* QUESTIONS ON THE MATERIAL *
(1) In the blog post on building codfish, what Elo rating is the engine aimed at?
(2) List every system or engine named in the paragraph of the codfish blog post that begins "The rough background is simple."

--- PAGE EXTRACT Enclosed Below ---

← Back to blog

codfish #1: Building a Chess Engine

2026-04-15

Building codfish

I’ve been spending some of my free time trying to build and train a chess engine from scratch.

I’m calling it codfish, my small chess engine that I want to train to beat Stockfish someday.

I want to see how far I can get on a single GPU. From what I’ve seen so far, that looks pretty hard for chess, which makes it a good project. I’m aiming for something around 2500+ Elo.

There are also a few fun ideas I want to try along the way. One of the ones I keep thinking about is training one engine in an e4 e5 world and another in a d4 d5 world, then letting them play each other. I want to see if they grow into different kinds of players.

This series is just a record of that process. What I build, what fails, and what I learn from it.

The code is on GitHub at kevin-on/codfish.

Picking a starting point

I had to pick a starting point first.

The rough background is simple. AlphaGo was DeepMind’s system for Go. AlphaGo Zero removed human game data and learned through self-play. AlphaZero took the same basic idea and applied it to games like chess and shogi. Lc0, short for Leela Chess Zero, is an open-source chess engine built in the same general tradition.

I decided to start closer to AlphaZero than lc0. Mostly because it is simpler. lc0 already has a lot of strong ideas and practical improvements, but I wanted a smaller recipe that I could understand and debug end to end first.

--- End of Enclosed PAGE EXTRACT ---
--- GIVEN DATA Enclosed Below ---

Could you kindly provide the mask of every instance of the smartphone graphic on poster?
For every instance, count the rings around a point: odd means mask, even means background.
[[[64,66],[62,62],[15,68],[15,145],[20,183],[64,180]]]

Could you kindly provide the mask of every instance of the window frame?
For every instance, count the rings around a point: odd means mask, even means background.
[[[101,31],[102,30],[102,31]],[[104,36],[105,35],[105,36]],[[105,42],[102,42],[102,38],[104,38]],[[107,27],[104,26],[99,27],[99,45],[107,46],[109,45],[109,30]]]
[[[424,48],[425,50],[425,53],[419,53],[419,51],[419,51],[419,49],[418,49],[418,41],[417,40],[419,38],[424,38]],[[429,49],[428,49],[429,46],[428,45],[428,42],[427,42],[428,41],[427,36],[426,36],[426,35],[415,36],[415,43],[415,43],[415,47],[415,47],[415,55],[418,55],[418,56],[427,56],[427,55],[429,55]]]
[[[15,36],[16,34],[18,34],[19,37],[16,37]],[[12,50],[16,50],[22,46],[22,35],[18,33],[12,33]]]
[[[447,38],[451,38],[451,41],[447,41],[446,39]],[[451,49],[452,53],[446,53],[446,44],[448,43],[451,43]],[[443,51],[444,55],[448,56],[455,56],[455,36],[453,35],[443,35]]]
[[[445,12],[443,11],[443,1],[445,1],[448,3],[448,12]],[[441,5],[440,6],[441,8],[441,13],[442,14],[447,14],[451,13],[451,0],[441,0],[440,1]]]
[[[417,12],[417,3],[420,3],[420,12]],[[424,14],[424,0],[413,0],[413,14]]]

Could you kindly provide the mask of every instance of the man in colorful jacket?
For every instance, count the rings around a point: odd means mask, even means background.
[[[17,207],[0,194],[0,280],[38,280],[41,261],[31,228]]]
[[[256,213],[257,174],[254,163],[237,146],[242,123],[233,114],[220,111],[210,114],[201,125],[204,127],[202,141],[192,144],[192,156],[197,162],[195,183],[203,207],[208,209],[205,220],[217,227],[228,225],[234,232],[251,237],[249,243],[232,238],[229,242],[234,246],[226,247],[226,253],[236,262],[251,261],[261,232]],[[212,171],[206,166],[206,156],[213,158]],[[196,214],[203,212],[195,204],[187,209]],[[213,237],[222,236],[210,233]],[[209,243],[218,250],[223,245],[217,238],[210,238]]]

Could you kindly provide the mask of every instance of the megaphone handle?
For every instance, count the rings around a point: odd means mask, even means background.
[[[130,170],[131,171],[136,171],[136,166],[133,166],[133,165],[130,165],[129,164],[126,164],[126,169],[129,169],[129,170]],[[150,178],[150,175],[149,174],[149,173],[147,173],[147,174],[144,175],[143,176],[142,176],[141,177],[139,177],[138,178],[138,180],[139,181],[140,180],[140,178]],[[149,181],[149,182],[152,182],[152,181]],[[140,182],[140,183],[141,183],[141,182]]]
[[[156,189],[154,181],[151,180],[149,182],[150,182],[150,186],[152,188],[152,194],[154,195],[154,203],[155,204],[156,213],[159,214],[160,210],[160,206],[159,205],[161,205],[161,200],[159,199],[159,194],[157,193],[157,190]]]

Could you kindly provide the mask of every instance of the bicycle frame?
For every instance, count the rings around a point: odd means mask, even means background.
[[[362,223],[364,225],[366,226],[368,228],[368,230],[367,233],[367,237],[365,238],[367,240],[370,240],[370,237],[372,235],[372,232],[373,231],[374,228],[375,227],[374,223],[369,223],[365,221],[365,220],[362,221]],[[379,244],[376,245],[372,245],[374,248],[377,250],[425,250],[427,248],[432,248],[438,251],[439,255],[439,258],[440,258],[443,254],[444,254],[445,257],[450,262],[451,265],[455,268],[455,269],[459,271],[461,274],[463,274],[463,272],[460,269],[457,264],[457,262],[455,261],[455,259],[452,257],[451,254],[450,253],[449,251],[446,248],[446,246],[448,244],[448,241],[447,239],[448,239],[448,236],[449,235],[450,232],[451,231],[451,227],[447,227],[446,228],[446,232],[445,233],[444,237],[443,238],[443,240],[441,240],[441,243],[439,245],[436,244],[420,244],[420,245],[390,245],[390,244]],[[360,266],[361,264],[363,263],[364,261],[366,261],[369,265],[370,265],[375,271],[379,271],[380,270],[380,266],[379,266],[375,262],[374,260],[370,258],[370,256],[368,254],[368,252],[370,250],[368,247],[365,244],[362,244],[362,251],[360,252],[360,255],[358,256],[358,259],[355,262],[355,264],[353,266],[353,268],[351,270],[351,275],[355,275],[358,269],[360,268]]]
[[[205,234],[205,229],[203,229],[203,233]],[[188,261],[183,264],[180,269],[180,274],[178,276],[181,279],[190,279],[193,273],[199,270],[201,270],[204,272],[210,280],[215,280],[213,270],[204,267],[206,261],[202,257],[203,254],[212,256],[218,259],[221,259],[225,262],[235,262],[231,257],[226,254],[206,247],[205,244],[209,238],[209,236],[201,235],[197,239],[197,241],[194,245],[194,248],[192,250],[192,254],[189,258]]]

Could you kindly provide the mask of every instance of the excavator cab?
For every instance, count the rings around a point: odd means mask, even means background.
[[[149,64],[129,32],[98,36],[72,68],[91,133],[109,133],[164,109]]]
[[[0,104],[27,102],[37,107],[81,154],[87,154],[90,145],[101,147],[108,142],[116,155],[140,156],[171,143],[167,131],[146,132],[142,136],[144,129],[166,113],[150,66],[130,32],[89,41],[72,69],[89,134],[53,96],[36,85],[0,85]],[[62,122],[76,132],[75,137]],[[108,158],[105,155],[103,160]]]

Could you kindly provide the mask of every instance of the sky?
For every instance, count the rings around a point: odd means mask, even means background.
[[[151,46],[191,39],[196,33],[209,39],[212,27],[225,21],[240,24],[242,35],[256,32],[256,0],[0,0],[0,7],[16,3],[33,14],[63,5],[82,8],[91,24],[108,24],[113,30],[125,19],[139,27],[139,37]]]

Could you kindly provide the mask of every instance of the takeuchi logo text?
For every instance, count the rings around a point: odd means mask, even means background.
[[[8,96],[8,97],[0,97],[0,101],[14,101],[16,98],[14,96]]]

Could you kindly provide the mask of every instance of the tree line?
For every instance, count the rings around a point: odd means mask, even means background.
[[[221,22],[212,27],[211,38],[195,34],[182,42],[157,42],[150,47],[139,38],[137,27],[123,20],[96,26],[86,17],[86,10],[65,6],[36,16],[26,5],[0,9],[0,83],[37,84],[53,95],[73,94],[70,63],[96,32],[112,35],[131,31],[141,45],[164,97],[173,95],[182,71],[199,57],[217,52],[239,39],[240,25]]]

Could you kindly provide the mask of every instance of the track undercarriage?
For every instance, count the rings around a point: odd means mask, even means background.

--- End of Enclosed GIVEN DATA ---

* SOLVED TASKS *
(1) Around 2500+ Elo.

(2) AlphaGo, AlphaGo Zero, AlphaZero, Lc0 (Leela Chess Zero)